Di tengah banyaknya kasus perceraian dan derasnya arus perubahan nilai sosial-budaya, pernikahan kini perlahan kehilangan statusnya sebagai tujuan hidup yang diidamkan sebagian besar orang. Generasi muda kini tumbuh di dunia yang menawarkan lebih banyak alternatif menemukan kebahagiaan dan makna hidup selain dari pernikahan.
Konstruksi sosial zaman dulu menempatkan pernikahan sebagai langkah alami setelah seseorang mencapai usia tertentu. Namun kini, keputusan menikah lebih sering dilandasi dengan pertimbangan rasional, seperti kesiapan emosional, kestabilan finansial, hingga keberlanjutan karier setelah menikah. Generasi muda makin terbuka pada rasionalisasi bahwa cinta saja tidak akan pernah cukup mencukupi hidup dan meredakan tekanan sosial setelah pernikahan.
Tidak hanya di Indonesia, tren angka pernikahan global juga menunjukkan penurunan cukup signifikan yang secara umum dipengaruhi oleh perubahan persepsi sosial, alasan ekonomi, dan penundaan usia menikah di berbagai negara, seperti Jepang, Tiongkok, dan Korea Selatan. Kanwil Kementerian Agama Provinsi DKI Jakarta menjelaskan tren yang serupa. Jumlah pernikahan yang tercatat di Kantor Urusan Agama (KUA) wilayah Jakarta menunjukkan tren menurun. Tahun 2022 tercatat terdapat 47.226 pasangan menikah, sementara tahun 2023 turun menjadi 44.252, dan terus menurun hingga 2024 yang hanya mencatatkan 40.472 pasangan menikah dari total populasi 4,2 juta penduduk.
Penurunan angka pernikahan seperti yang dijelaskan di atas, bukanlah sekadar statistik semata, melainkan cerminan dari pergeseran pola pikir dan prioritas generasi muda dalam memandang pernikahan. Selain perubahan nilai sosial dan rasionalisasi generasi muda dalam memandang pernikahan, terdapat beberapa faktor penentu yang menjadikan pernikahan kini menjadi pilihan yang ditunda (delayed choice) dan bahkan menjadi pilihan yang dikesampingkan (optional choice).
Pandangan yang menempatkan pernikahan sebagai delayed choice atau bahkan optional choice ini tidaklah muncul tanpa sebab. Kesenjangan ekonomi, misalnya, dapat membuat tidak sedikit generasi muda merasa belum mampu memenuhi ekspektasi sosial yang melekat pada pernikahan, seperti memiliki rumah sebelum menikah, mengadakan pesta pernikahan, dan memulai hidup mandiri dengan stabil setelah menikah. Tingginya biaya pernikahan juga membuat pernikahan pada masa sekarang bukan lagi sekadar urusan cinta belaka, tetapi juga soal perhitungan kondisi finansial setelah menikah.

[Data yang Diberikan]
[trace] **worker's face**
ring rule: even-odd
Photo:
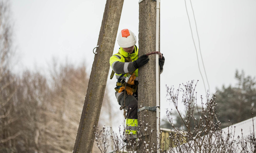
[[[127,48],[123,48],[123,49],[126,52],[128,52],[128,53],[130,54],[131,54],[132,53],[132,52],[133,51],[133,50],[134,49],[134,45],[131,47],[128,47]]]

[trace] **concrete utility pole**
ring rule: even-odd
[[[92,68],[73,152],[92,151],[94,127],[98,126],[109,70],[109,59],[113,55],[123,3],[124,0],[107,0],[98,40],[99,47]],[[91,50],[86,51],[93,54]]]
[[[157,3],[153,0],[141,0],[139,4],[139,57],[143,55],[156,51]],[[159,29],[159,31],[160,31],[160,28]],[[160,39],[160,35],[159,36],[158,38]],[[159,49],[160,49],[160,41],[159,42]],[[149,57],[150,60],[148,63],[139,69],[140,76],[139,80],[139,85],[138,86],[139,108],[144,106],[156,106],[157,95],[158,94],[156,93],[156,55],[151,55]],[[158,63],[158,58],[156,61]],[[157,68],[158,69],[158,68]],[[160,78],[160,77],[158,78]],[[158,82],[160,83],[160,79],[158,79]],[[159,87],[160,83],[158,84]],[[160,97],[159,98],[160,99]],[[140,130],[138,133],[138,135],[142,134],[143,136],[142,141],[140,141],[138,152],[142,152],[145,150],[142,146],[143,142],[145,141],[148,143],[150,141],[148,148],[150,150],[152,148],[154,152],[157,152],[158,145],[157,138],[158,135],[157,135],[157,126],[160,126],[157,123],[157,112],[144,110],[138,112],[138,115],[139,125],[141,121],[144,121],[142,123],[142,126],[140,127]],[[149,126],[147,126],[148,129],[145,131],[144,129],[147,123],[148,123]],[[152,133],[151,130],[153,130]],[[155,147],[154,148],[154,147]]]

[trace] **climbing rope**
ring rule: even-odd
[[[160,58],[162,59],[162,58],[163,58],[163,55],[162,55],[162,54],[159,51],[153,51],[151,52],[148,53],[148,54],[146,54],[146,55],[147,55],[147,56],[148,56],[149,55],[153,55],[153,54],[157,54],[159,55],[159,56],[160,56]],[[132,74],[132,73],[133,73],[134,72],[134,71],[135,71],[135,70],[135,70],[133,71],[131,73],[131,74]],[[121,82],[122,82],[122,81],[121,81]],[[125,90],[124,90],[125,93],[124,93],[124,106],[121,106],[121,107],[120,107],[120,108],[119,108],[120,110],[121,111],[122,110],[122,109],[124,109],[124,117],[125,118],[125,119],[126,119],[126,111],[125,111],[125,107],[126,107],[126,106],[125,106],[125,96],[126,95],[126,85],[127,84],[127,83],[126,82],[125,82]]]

--

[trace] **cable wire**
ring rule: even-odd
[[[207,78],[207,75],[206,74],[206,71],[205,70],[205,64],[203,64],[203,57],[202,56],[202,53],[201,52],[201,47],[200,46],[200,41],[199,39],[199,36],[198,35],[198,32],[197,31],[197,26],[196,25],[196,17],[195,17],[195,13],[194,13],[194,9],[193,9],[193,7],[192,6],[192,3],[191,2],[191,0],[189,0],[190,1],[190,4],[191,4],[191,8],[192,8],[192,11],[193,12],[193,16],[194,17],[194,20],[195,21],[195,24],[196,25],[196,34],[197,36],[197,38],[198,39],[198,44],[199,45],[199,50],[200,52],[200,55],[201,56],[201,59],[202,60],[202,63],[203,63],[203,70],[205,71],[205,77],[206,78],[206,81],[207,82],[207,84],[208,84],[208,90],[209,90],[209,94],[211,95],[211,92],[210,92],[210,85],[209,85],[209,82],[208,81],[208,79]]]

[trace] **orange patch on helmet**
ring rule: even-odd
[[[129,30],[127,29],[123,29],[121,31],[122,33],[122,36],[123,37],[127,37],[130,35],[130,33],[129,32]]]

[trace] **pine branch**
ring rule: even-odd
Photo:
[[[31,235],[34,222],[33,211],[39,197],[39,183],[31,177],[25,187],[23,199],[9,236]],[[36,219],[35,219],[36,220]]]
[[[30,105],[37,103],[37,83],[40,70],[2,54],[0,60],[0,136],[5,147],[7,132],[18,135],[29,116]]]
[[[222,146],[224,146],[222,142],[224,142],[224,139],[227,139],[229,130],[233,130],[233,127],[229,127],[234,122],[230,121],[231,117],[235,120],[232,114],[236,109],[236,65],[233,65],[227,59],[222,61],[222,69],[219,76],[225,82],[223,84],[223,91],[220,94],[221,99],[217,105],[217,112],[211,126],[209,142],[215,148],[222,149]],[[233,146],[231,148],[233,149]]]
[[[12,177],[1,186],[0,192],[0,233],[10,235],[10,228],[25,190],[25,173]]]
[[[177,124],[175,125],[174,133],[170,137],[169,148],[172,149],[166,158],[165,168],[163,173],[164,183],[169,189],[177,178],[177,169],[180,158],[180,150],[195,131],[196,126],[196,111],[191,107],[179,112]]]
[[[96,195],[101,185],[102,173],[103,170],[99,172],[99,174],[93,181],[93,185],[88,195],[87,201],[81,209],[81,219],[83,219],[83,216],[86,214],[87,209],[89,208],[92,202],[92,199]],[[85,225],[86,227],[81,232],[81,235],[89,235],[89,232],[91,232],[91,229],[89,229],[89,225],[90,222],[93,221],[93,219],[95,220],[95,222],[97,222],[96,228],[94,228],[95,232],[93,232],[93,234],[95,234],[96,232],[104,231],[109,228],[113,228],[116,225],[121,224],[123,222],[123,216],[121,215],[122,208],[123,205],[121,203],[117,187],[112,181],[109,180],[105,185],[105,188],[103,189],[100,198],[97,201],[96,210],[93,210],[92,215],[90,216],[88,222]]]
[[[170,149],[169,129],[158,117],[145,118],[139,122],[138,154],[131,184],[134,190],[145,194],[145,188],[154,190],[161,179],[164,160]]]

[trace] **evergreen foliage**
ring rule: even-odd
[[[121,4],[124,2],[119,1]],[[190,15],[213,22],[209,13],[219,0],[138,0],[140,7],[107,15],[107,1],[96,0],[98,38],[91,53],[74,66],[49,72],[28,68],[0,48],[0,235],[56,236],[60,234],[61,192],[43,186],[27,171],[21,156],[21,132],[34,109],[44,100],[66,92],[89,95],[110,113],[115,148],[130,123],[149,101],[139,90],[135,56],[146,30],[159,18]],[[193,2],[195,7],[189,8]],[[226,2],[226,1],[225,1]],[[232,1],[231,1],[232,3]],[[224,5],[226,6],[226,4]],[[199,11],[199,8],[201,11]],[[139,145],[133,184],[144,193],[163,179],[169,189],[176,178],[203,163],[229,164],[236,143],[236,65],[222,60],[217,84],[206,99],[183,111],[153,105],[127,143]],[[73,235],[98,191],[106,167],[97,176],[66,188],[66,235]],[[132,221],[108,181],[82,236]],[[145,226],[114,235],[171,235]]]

==

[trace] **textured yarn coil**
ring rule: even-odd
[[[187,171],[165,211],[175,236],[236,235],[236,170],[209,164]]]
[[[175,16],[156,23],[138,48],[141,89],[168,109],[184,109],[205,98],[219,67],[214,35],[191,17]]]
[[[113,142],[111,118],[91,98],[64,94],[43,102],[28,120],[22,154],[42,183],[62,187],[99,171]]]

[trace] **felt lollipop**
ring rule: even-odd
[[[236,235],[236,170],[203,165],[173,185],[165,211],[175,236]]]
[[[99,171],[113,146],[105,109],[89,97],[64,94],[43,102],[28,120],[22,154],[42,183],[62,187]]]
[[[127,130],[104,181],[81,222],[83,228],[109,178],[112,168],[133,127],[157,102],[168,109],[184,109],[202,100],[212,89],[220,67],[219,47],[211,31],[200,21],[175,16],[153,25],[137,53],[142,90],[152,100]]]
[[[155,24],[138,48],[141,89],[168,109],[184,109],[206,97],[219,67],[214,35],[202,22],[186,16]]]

[Tujuan]
Teruskan cuplikan tentang turunnya minat generasi muda untuk menikah, mulai dari kalimat terakhirnya.

[Jawaban Tertulis]
Selain itu, munculnya alternatif-alternatif bentuk komitmen selain pernikahan, seperti cohabitation atau tinggal bersama tanpa menikah, kini menjadi fenomena yang makin diterima oleh sejumlah negara, terutama di negara-negara maju. Praktik cohabitation dianggap sebagai cara realistis untuk mengenal pasangan satu sama lain lebih dalam sebelum mengambil keputusan berkomitmen besar seperti pernikahan.
Generasi muda hari ini memandang pernikahan bukan lagi hanya tentang dua menjadi satu, melainkan tentang dua individu yang sadar dan setara dalam memilih jalan bersama tanpa kehilangan identitas masing-masing.
Ironisnya, masih banyak pula generasi muda yang masih terikat pada ide tentang pernikahan, bukan pada kesiapan masing-masing dan siapa pasangan yang akan dinikahi. Mereka yang terjebak dalam married to the idea atau ide tentang pernikahan ini memilih untuk tetap menikah atau bahkan memilih untuk cepat-cepat menikah saat sudah menginjak usia tertentu karena tekanan dari keluarga, ekspektasi masyarakat, atau ketakutan menyalahi aturan standar normal tentang pernikahan.
Ironi tersebut menggambarkan bahwa sebagai generasi yang paling terbuka terhadap kebebasan pun tetap masih harus berhadapan dengan bayang-bayang norma tradisional tentang standar pernikahan. Generasi ini sadar akan rasionalitas pernikahan, tetapi terkungkung pada tuntutan sosial terhadap pernikahan.
Hal yang perlu diluruskan dalam cara generasi muda memandang pernikahan adalah mereka tidak menolak pernikahan. Generasi muda kini hanya menolak pernikahan yang menuntut pengorbanan identitas mereka. Generasi muda meyakini bahwa pernikahan seharusnya tidak lagi menjadi kewajiban sosial yang harus dipatuhi setiap orang. Pernikahan seharusnya menjadi bentuk komitmen yang lahir dari kesiapan, kesetaraan, dan keinginan untuk bertumbuh bersama. Pada akhirnya, relevansi pernikahan bagi generasi muda bukan ditentukan oleh norma sosial, melainkan oleh kesadaran dan nilai personal yang mereka pilih untuk dijalani.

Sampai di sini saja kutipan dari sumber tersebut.